REQUEST
Write out the material again from the line with "As a warehouse robot's perception module, locate blue sky" through the end, replacing "perception module" with "vision system" and leaving everything else the same.

==============================

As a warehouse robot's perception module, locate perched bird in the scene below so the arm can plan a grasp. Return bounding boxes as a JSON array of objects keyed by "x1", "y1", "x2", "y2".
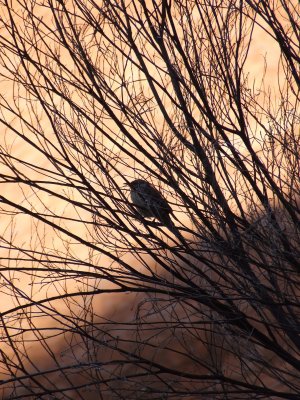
[{"x1": 129, "y1": 179, "x2": 185, "y2": 244}]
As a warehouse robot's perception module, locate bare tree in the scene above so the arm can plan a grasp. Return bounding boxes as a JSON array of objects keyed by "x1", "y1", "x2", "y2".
[{"x1": 0, "y1": 0, "x2": 300, "y2": 400}]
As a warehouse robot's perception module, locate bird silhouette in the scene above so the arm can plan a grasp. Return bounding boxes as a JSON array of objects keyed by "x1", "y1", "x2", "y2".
[{"x1": 128, "y1": 179, "x2": 186, "y2": 244}]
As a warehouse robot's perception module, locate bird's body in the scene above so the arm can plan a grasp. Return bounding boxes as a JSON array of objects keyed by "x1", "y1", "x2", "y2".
[{"x1": 129, "y1": 179, "x2": 184, "y2": 241}]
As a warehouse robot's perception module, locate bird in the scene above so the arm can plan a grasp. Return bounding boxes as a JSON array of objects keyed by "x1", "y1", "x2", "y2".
[{"x1": 128, "y1": 179, "x2": 186, "y2": 244}]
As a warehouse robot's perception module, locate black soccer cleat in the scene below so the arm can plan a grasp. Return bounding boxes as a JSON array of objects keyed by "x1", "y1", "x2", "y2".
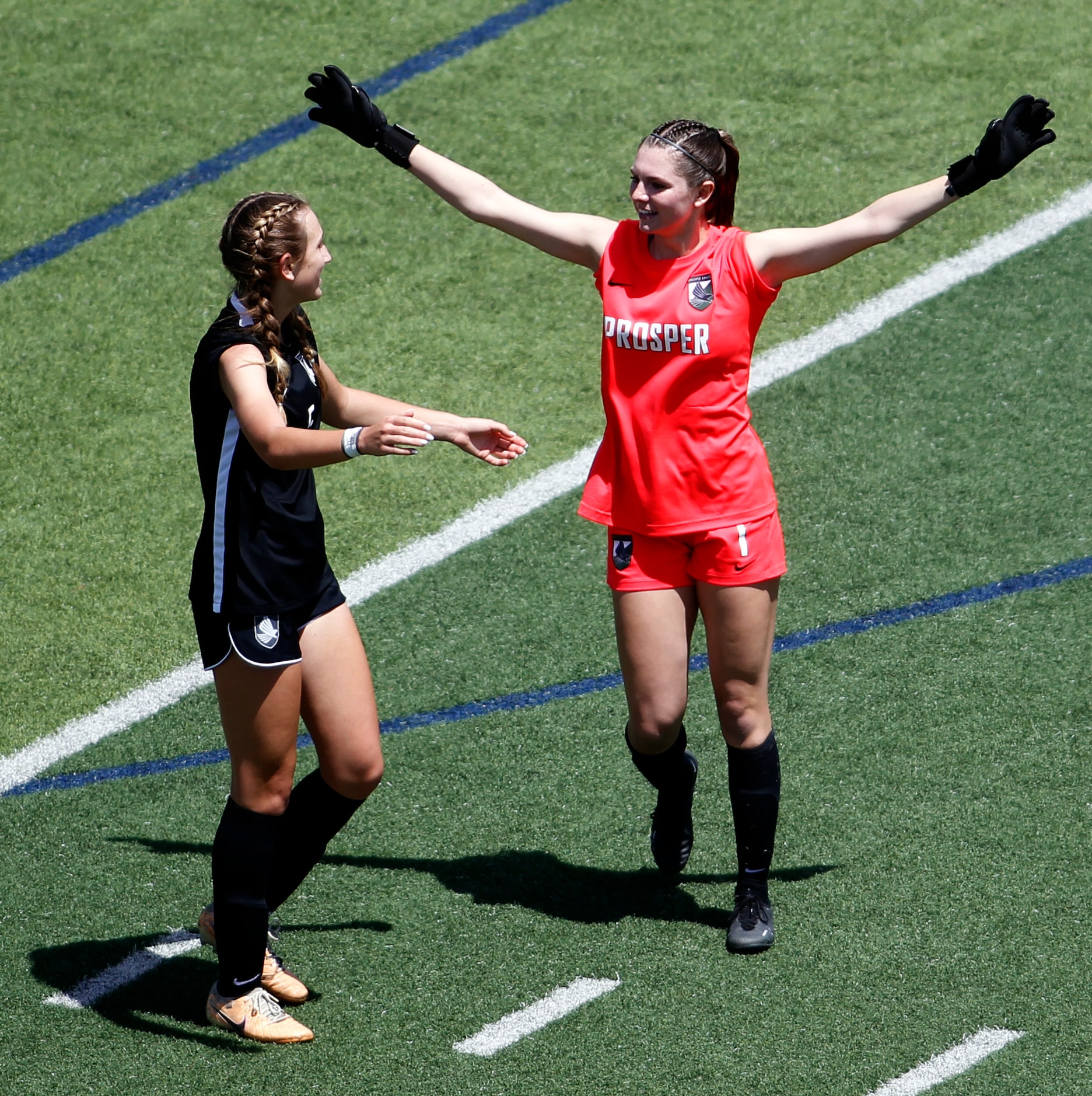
[
  {"x1": 650, "y1": 750, "x2": 698, "y2": 876},
  {"x1": 724, "y1": 891, "x2": 774, "y2": 951}
]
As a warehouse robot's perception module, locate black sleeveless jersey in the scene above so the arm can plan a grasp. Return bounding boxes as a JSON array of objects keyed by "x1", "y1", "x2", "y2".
[{"x1": 190, "y1": 294, "x2": 327, "y2": 615}]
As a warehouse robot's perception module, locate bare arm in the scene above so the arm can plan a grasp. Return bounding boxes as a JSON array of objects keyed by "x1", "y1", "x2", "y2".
[
  {"x1": 747, "y1": 175, "x2": 956, "y2": 285},
  {"x1": 318, "y1": 357, "x2": 527, "y2": 466},
  {"x1": 410, "y1": 145, "x2": 618, "y2": 270},
  {"x1": 220, "y1": 343, "x2": 433, "y2": 469}
]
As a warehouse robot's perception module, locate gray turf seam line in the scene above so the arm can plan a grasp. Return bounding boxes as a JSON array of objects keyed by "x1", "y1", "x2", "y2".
[
  {"x1": 869, "y1": 1028, "x2": 1024, "y2": 1096},
  {"x1": 0, "y1": 183, "x2": 1092, "y2": 794}
]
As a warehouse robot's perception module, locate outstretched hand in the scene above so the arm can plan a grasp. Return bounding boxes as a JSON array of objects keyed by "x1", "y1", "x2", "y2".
[
  {"x1": 303, "y1": 65, "x2": 418, "y2": 167},
  {"x1": 303, "y1": 65, "x2": 387, "y2": 148},
  {"x1": 434, "y1": 418, "x2": 527, "y2": 467},
  {"x1": 947, "y1": 95, "x2": 1057, "y2": 197},
  {"x1": 356, "y1": 411, "x2": 435, "y2": 457}
]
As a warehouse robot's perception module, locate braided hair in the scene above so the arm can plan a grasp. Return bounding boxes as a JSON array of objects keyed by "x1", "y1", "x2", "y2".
[
  {"x1": 640, "y1": 118, "x2": 739, "y2": 227},
  {"x1": 220, "y1": 192, "x2": 327, "y2": 414}
]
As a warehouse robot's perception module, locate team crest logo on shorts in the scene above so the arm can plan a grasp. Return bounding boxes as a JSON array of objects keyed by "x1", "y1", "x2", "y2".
[
  {"x1": 254, "y1": 617, "x2": 281, "y2": 651},
  {"x1": 610, "y1": 537, "x2": 633, "y2": 571},
  {"x1": 687, "y1": 274, "x2": 713, "y2": 312}
]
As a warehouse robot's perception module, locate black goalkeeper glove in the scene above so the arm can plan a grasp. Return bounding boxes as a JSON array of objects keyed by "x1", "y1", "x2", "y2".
[
  {"x1": 947, "y1": 95, "x2": 1056, "y2": 198},
  {"x1": 303, "y1": 65, "x2": 421, "y2": 167}
]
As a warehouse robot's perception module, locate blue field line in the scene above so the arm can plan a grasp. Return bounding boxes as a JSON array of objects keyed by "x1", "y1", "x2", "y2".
[
  {"x1": 0, "y1": 0, "x2": 568, "y2": 285},
  {"x1": 0, "y1": 556, "x2": 1092, "y2": 798}
]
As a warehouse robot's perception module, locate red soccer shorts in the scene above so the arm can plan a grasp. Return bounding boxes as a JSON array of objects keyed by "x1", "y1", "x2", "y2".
[{"x1": 607, "y1": 511, "x2": 785, "y2": 591}]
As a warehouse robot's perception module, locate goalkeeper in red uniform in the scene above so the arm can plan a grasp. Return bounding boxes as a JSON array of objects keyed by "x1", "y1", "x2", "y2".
[{"x1": 307, "y1": 72, "x2": 1055, "y2": 951}]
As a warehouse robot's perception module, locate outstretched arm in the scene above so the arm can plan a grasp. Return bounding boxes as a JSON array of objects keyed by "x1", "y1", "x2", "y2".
[
  {"x1": 747, "y1": 95, "x2": 1055, "y2": 285},
  {"x1": 304, "y1": 65, "x2": 618, "y2": 270},
  {"x1": 220, "y1": 343, "x2": 527, "y2": 469},
  {"x1": 318, "y1": 357, "x2": 527, "y2": 466},
  {"x1": 410, "y1": 145, "x2": 618, "y2": 270},
  {"x1": 747, "y1": 175, "x2": 956, "y2": 285}
]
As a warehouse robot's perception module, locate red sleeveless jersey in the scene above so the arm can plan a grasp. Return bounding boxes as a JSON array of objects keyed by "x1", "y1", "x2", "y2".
[{"x1": 579, "y1": 220, "x2": 778, "y2": 536}]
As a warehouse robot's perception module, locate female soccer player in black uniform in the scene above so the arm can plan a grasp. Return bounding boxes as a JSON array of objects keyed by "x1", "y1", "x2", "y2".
[
  {"x1": 190, "y1": 193, "x2": 526, "y2": 1042},
  {"x1": 306, "y1": 72, "x2": 1054, "y2": 951}
]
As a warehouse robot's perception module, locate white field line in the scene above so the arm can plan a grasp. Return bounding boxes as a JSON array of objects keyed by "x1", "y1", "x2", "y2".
[
  {"x1": 869, "y1": 1028, "x2": 1024, "y2": 1096},
  {"x1": 452, "y1": 978, "x2": 622, "y2": 1057},
  {"x1": 0, "y1": 442, "x2": 598, "y2": 794},
  {"x1": 0, "y1": 183, "x2": 1092, "y2": 794},
  {"x1": 750, "y1": 183, "x2": 1092, "y2": 391},
  {"x1": 43, "y1": 929, "x2": 201, "y2": 1008}
]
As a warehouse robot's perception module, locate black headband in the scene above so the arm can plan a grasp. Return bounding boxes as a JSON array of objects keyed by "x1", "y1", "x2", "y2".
[{"x1": 649, "y1": 126, "x2": 716, "y2": 179}]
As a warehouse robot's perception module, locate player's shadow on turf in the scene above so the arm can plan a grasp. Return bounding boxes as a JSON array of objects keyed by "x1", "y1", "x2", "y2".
[
  {"x1": 323, "y1": 849, "x2": 835, "y2": 930},
  {"x1": 30, "y1": 921, "x2": 393, "y2": 1053},
  {"x1": 30, "y1": 936, "x2": 261, "y2": 1055}
]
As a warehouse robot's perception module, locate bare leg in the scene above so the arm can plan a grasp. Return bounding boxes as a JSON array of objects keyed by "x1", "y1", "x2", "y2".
[
  {"x1": 211, "y1": 653, "x2": 301, "y2": 1001},
  {"x1": 260, "y1": 605, "x2": 383, "y2": 910},
  {"x1": 698, "y1": 580, "x2": 781, "y2": 951},
  {"x1": 614, "y1": 587, "x2": 698, "y2": 877},
  {"x1": 614, "y1": 587, "x2": 698, "y2": 754},
  {"x1": 698, "y1": 579, "x2": 780, "y2": 750},
  {"x1": 300, "y1": 605, "x2": 383, "y2": 799},
  {"x1": 212, "y1": 652, "x2": 301, "y2": 814}
]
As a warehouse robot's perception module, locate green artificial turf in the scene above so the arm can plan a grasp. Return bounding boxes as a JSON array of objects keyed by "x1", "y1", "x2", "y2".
[
  {"x1": 0, "y1": 0, "x2": 1092, "y2": 751},
  {"x1": 34, "y1": 207, "x2": 1092, "y2": 789},
  {"x1": 0, "y1": 581, "x2": 1092, "y2": 1096},
  {"x1": 0, "y1": 206, "x2": 1092, "y2": 1096}
]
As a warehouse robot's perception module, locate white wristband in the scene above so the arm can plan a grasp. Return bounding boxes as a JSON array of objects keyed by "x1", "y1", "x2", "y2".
[{"x1": 342, "y1": 427, "x2": 363, "y2": 457}]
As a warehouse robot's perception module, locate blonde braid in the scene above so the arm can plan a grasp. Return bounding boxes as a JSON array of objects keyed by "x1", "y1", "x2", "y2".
[{"x1": 220, "y1": 192, "x2": 313, "y2": 412}]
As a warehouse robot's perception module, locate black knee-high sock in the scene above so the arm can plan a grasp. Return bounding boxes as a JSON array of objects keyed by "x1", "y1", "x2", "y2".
[
  {"x1": 264, "y1": 769, "x2": 363, "y2": 917},
  {"x1": 625, "y1": 725, "x2": 691, "y2": 791},
  {"x1": 729, "y1": 730, "x2": 781, "y2": 892},
  {"x1": 212, "y1": 799, "x2": 282, "y2": 997}
]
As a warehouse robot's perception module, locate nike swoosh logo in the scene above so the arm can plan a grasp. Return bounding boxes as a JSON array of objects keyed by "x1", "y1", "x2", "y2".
[{"x1": 212, "y1": 1005, "x2": 246, "y2": 1035}]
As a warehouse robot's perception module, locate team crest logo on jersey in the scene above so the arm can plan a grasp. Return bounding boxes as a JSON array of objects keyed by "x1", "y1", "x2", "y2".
[
  {"x1": 254, "y1": 617, "x2": 281, "y2": 651},
  {"x1": 296, "y1": 351, "x2": 318, "y2": 388},
  {"x1": 687, "y1": 274, "x2": 713, "y2": 312},
  {"x1": 610, "y1": 536, "x2": 633, "y2": 571}
]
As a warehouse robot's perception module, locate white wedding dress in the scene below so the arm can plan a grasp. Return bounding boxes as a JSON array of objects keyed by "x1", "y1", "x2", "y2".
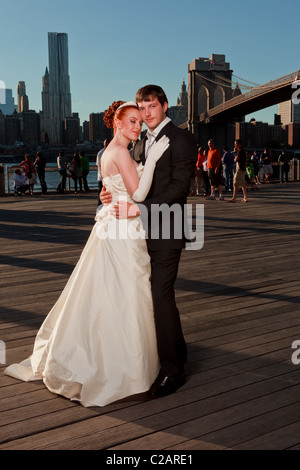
[{"x1": 5, "y1": 165, "x2": 159, "y2": 407}]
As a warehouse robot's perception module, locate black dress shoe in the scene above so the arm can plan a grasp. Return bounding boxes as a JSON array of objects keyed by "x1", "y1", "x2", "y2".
[{"x1": 149, "y1": 374, "x2": 185, "y2": 398}]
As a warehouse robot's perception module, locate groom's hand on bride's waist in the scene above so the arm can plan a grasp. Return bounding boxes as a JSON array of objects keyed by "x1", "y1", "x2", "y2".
[{"x1": 110, "y1": 201, "x2": 140, "y2": 219}]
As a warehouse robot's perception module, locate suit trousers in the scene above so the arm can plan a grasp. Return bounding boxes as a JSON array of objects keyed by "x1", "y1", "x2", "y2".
[{"x1": 148, "y1": 246, "x2": 187, "y2": 376}]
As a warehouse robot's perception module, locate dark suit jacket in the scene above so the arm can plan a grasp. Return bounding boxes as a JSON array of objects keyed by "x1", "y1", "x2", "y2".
[{"x1": 133, "y1": 122, "x2": 197, "y2": 250}]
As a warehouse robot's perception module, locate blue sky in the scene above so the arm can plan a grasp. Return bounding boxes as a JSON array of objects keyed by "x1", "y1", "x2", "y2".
[{"x1": 0, "y1": 0, "x2": 300, "y2": 123}]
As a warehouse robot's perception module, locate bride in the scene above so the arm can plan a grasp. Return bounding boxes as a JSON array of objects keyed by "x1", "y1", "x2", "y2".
[{"x1": 4, "y1": 101, "x2": 169, "y2": 407}]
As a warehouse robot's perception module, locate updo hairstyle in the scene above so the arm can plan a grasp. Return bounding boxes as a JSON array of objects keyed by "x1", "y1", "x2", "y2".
[{"x1": 103, "y1": 101, "x2": 137, "y2": 133}]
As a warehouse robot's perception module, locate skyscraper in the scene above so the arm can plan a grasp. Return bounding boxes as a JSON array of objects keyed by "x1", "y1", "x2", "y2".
[{"x1": 42, "y1": 33, "x2": 72, "y2": 143}]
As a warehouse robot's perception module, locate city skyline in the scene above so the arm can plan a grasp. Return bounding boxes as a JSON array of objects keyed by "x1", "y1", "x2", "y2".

==============================

EXPECTED ANSWER
As a warehouse robot's vision system, locate blue sky in the scene above so the arm can plan a grasp. Return bounding boxes as a JSON array of objects keyed by "x1", "y1", "x2", "y2".
[{"x1": 0, "y1": 0, "x2": 300, "y2": 123}]
As a warehouse robot's vision system, locate bride in the scene above so the arm can plan a grasp. Return bounding boxes as a JSON array of objects keyed by "x1", "y1", "x2", "y2".
[{"x1": 4, "y1": 101, "x2": 169, "y2": 407}]
As a warehouse robot's vision system, locate updo hairstyle in the scene above so the arm can plan a grasp. Return bounding boxes as a JSON array of objects keyed by "x1", "y1", "x2", "y2".
[{"x1": 103, "y1": 101, "x2": 137, "y2": 133}]
As a warehouse robot's vision system, locate skyscraper in the scene above so the arm can plan a grasp. Return bounding boxes as a JSON array of objects keyed by "x1", "y1", "x2", "y2".
[{"x1": 42, "y1": 33, "x2": 72, "y2": 143}]
As a warehouse robot's vision system, locate city skyline in the scene above so the arm can plan a grasp. Return bounding boxes as a JSON array of objects keyed by "x1", "y1", "x2", "y2".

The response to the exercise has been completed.